Provided text:
★ ★ ★ ★

One table, fifteen plates, two notebooks and great deal of salivating. That’s what greeted the Empress and me as we stepped into the hallowed halls of Allen & Unwin‘s Sydney offices the other week.

Long-term visitors to this blog will recall that last year Steph and I had the same honour – judging the A&U staff bake-off. We love A&U, not only because they publish the Empress’s book as well as my own, but because frankly they are the most enthusiastic cake-baking publishing house we know of. We believe if more publishers paid this level of attention to their morning teas the world would be a better place, and not just because the proceeds go to such worthy causes such as the Indigenous Literacy Project.

But back to the judging. The Empress and I must admit to some relief on seeing this year’s table carrying only 15 entries this year, because last year’s tasting of 27 cakes, biscuits, slices, quiches and pies took about a year to work off.

The bakeoff went all wild-card this year because neither of last year’s butter-and-sugar-fingered winners competed this time. One is overseas (or that’s what they told us).

The other, serial winner Anthony Bryant, has clearly become so much of a threat that shortly before the contest he met with a mysterious “accident”, resulting in a broken leg and the inability to nip around the kitchen to make his customary dozen or so outstanding entries. Poor man couldn’t even make it up the stairs to the bakeoff morning tea. I told you they were serious. (Anthony, give us a call. I know someone who for a modest fee can help you out with some ‘protection’ next year.)

Once again, the judging was taken extremely seriously. By the Empress anyway, who is quite experienced in these matters (she actually does food judging, for real!) and goes so far as to wear no perfume so as not to interfere with her senses, and sips only water as she makes her way studiously around the table.

★ ★ ★ ★

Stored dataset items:

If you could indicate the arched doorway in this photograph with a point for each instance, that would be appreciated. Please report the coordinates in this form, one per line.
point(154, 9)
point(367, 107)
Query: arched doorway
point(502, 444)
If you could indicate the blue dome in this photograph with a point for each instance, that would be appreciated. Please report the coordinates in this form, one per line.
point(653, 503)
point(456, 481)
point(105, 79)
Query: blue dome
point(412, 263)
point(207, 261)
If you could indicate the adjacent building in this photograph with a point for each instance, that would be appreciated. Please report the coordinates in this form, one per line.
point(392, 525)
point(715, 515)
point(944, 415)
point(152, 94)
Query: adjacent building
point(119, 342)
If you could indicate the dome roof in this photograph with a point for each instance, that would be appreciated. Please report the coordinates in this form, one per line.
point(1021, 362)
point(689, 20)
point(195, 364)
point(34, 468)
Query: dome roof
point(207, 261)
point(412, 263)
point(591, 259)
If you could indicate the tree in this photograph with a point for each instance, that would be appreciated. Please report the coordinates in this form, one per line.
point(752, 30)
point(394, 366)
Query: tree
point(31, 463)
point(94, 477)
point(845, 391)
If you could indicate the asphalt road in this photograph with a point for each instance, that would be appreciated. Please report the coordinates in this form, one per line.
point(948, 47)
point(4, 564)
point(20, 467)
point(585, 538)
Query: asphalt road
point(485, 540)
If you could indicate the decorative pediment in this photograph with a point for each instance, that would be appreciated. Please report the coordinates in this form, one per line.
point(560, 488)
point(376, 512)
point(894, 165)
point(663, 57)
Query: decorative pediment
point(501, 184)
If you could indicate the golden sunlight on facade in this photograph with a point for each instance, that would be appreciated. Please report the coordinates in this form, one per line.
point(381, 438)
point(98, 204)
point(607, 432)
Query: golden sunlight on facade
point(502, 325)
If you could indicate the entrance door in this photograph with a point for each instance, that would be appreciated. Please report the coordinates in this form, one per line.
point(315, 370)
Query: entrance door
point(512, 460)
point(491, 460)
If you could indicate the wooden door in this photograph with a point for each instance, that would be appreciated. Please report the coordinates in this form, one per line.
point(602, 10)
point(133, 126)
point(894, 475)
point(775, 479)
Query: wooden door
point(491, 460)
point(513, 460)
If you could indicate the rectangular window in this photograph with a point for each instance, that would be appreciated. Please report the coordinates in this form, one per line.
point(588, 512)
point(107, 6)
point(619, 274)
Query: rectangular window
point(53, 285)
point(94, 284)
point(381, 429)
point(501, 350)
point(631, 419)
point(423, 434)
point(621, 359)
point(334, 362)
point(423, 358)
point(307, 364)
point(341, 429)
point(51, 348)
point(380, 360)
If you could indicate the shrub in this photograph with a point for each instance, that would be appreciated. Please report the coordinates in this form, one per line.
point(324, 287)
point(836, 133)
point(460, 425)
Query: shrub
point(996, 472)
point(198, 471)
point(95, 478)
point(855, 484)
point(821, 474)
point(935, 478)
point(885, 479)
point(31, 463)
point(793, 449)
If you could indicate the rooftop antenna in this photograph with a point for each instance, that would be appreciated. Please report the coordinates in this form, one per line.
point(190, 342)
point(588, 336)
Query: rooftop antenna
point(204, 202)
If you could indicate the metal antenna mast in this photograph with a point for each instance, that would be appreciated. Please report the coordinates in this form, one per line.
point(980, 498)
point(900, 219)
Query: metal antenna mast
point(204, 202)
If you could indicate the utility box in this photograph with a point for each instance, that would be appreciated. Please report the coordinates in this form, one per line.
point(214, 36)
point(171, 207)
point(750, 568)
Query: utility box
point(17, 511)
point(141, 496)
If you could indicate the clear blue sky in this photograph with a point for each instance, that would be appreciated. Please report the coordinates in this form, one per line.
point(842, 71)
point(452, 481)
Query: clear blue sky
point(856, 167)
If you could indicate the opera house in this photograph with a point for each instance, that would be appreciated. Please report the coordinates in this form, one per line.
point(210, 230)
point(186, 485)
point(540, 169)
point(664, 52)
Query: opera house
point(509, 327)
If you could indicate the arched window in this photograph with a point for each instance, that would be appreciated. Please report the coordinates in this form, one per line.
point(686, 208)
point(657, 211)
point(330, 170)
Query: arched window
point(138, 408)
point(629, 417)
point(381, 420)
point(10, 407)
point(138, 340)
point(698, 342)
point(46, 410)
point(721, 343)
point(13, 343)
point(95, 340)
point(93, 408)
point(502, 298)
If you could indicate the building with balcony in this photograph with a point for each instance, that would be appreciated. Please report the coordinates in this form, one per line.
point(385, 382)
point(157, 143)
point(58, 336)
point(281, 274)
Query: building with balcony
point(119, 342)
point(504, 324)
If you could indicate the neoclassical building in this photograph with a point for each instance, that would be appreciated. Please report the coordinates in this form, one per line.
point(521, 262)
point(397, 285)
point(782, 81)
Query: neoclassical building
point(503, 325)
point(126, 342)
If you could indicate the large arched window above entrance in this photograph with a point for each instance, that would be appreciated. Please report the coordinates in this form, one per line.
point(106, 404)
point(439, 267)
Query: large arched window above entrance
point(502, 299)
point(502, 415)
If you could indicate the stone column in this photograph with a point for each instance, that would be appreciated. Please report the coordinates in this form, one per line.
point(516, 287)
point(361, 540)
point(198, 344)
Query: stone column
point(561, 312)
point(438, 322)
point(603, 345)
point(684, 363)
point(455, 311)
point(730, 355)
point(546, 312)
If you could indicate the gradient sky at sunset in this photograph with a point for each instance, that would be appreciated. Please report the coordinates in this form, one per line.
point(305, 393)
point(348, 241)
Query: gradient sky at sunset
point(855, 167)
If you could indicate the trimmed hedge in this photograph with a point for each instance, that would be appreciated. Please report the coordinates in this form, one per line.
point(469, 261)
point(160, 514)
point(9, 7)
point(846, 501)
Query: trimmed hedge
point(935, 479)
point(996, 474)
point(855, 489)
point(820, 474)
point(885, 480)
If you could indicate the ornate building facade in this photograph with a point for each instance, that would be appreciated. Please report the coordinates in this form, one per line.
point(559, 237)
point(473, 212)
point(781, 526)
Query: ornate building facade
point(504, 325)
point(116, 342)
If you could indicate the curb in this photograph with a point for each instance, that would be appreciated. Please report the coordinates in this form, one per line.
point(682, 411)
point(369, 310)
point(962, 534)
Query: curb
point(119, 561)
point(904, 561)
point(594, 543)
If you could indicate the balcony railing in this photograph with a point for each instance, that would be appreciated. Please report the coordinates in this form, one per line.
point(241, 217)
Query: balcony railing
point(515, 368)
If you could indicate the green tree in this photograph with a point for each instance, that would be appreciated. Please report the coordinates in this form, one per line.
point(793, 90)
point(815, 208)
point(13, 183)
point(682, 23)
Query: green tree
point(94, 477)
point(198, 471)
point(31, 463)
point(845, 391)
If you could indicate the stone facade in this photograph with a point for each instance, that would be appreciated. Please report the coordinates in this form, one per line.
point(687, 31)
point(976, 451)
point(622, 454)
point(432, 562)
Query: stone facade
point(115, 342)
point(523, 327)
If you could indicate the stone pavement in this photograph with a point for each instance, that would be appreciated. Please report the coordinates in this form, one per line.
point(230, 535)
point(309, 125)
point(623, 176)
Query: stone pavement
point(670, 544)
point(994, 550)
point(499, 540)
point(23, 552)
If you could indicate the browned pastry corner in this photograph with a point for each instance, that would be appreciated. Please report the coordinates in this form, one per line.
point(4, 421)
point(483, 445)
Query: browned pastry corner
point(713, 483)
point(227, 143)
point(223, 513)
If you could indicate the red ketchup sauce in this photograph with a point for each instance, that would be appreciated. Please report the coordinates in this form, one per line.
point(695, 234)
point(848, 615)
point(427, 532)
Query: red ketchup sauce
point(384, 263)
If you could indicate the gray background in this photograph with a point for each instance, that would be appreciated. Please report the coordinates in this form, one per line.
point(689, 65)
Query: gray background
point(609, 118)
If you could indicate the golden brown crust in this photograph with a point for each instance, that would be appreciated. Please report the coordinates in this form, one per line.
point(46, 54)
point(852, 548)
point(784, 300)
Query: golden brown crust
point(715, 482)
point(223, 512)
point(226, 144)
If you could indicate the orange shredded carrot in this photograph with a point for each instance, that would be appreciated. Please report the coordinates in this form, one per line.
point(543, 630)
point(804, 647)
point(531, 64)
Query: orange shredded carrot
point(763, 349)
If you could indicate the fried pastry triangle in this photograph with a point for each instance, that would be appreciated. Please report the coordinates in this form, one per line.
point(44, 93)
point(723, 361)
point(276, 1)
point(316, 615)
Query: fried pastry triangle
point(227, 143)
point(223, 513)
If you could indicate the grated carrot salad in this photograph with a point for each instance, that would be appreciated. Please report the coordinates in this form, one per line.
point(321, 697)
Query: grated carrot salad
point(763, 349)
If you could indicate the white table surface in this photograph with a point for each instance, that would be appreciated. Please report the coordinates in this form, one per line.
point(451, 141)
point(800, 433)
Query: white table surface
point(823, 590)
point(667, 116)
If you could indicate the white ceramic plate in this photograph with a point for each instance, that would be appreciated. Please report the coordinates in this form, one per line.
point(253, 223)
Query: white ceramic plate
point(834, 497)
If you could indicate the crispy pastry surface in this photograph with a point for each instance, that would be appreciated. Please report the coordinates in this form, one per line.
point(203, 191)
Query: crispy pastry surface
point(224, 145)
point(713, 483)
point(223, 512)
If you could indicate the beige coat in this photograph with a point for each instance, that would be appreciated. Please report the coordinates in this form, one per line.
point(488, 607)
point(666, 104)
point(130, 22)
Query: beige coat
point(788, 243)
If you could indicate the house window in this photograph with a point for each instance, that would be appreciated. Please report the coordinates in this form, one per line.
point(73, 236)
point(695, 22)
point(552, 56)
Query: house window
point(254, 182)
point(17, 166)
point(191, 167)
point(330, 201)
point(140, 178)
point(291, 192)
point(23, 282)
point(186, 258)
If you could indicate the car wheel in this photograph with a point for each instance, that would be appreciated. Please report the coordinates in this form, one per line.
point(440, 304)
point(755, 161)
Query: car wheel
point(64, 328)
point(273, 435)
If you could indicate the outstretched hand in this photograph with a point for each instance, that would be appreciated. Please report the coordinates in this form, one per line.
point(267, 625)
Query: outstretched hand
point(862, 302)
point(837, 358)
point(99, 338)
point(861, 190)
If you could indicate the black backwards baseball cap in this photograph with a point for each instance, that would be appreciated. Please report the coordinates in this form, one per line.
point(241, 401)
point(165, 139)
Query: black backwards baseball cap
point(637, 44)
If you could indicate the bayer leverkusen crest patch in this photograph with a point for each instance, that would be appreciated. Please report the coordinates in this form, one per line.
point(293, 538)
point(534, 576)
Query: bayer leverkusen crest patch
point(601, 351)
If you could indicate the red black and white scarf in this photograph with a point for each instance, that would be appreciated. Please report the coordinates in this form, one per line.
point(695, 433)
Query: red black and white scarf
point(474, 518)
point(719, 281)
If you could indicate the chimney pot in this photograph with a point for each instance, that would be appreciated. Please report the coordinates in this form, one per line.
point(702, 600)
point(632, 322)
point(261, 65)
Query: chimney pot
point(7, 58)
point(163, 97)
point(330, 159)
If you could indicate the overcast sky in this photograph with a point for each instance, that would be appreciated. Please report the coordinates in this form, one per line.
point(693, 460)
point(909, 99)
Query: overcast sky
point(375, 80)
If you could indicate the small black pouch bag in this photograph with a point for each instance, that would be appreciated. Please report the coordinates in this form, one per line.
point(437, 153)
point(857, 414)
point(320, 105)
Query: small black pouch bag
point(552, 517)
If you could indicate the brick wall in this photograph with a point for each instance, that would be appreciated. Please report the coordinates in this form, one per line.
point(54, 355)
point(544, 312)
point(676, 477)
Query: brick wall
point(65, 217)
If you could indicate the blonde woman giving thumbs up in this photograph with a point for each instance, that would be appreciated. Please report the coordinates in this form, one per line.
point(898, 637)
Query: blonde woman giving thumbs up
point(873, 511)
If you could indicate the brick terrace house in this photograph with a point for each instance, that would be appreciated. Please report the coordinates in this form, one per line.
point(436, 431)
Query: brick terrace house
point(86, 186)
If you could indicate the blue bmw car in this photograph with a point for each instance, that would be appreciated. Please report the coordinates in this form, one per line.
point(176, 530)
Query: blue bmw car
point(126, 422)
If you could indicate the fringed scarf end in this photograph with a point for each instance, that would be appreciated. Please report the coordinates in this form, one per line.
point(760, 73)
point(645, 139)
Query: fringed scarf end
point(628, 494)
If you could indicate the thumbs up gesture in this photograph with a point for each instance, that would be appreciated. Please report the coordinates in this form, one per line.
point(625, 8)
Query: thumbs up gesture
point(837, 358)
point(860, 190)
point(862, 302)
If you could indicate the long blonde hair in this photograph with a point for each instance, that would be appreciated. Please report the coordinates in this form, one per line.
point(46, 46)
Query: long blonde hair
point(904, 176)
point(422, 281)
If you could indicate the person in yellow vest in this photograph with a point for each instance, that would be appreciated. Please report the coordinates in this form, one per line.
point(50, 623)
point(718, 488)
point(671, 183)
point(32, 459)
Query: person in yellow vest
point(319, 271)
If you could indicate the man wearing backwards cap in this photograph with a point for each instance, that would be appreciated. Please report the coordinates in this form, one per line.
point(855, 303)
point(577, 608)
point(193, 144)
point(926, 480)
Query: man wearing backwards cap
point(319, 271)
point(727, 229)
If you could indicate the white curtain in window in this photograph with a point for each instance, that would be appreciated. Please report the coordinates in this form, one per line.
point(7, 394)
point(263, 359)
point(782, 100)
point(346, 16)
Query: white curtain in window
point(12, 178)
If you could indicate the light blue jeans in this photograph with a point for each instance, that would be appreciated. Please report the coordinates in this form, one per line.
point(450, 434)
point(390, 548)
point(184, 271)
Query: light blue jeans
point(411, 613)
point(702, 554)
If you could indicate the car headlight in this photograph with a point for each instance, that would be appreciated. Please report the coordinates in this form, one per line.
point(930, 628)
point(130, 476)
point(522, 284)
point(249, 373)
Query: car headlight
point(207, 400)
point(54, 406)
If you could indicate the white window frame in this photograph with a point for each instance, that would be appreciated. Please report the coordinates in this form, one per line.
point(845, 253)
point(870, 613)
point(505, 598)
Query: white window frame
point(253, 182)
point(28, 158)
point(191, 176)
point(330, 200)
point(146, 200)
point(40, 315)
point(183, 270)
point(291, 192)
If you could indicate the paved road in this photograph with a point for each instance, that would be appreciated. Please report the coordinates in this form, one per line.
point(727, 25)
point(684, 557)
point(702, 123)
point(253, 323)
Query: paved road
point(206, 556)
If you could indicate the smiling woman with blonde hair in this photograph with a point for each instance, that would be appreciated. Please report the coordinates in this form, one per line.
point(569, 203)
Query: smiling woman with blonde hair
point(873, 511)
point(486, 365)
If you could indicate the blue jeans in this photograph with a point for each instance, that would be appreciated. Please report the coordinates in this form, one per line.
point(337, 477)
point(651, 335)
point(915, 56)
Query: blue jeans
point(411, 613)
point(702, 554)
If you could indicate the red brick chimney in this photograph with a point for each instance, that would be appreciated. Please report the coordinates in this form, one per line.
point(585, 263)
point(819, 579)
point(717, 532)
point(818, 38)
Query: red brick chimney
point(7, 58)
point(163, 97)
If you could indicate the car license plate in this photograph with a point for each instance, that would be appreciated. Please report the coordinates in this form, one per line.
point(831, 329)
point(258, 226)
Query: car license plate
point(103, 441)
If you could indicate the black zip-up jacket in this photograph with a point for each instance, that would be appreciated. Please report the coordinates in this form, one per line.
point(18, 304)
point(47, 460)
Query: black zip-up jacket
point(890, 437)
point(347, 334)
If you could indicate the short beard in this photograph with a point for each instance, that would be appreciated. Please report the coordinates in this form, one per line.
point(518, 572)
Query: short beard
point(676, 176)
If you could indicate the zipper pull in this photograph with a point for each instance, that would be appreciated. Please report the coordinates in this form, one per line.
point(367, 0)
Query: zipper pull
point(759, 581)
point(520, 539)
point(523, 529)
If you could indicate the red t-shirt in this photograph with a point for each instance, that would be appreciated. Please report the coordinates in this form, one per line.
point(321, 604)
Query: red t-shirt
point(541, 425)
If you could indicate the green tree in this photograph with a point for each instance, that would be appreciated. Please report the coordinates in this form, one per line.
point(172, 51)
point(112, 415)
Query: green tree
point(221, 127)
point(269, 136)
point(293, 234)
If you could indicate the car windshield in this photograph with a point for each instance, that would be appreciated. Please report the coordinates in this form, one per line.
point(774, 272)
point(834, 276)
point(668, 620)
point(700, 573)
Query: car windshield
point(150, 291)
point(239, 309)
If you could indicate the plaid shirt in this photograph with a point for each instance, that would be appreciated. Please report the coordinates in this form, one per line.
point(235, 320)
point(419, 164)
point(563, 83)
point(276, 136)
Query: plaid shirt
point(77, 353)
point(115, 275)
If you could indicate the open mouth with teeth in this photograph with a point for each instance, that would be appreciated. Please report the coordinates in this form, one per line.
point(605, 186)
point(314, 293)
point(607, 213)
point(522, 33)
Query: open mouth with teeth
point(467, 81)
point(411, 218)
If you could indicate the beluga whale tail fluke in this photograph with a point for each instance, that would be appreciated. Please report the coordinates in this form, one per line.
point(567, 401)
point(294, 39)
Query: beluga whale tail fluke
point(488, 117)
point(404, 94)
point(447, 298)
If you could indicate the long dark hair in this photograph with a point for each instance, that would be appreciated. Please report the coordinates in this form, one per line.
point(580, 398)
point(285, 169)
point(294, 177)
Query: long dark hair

★ ★ ★ ★

Problem set:
(a) Translate this sentence from the bake-off passage into Spanish: "Once again, the judging was taken extremely seriously."
(b) Please extend the bake-off passage above, picking up right after its last sentence.

Results for the exercise:
(a) Una vez más, la evaluación se tomó sumamente en serio.

(b)
I, on the other hand, was doused in perfume (Chanel, darling, if you must know) and slurped coffee the whole time. See how we complement each other?

The Empress and I made our way through the blind tasting in four categories this time, separately keeping our scores out of 10 each for presentation and texture, and out of 20 for flavour.

This year we also added an optional extra point for X-factorness and general pizazz. Once again, our scores were remarkably similar, varying only by a point each time.


And the winners were…

General: Susan Suhood’s delicately balanced and stunningly presented lemon tart (top).

Chocolate: Andy Palmer’s tiramisu – rich, exquisitely layered, and artfully balanced with the surprise element of delicious lumps of hard chocolate throughout (pic 2).

Savoury: Fiona Wilson’s perfectly textured and beautifully sharp & crumbly cheese biscuits (pic 3).

Slices, biscuits, friands & muffins: Kate Calhau’s rich, velvety berry & almond muffins (right).

So, thanks to all bakers and Jo and Fiona from A&U for having us back, and for showering the Empress and me with a copy each of this most brilliant and divine gift (more on this perfect book later!).

Lastly, congratulations to the winners – from left below, the Empress with Fiona, Andy, Kate and Susan. Till next year!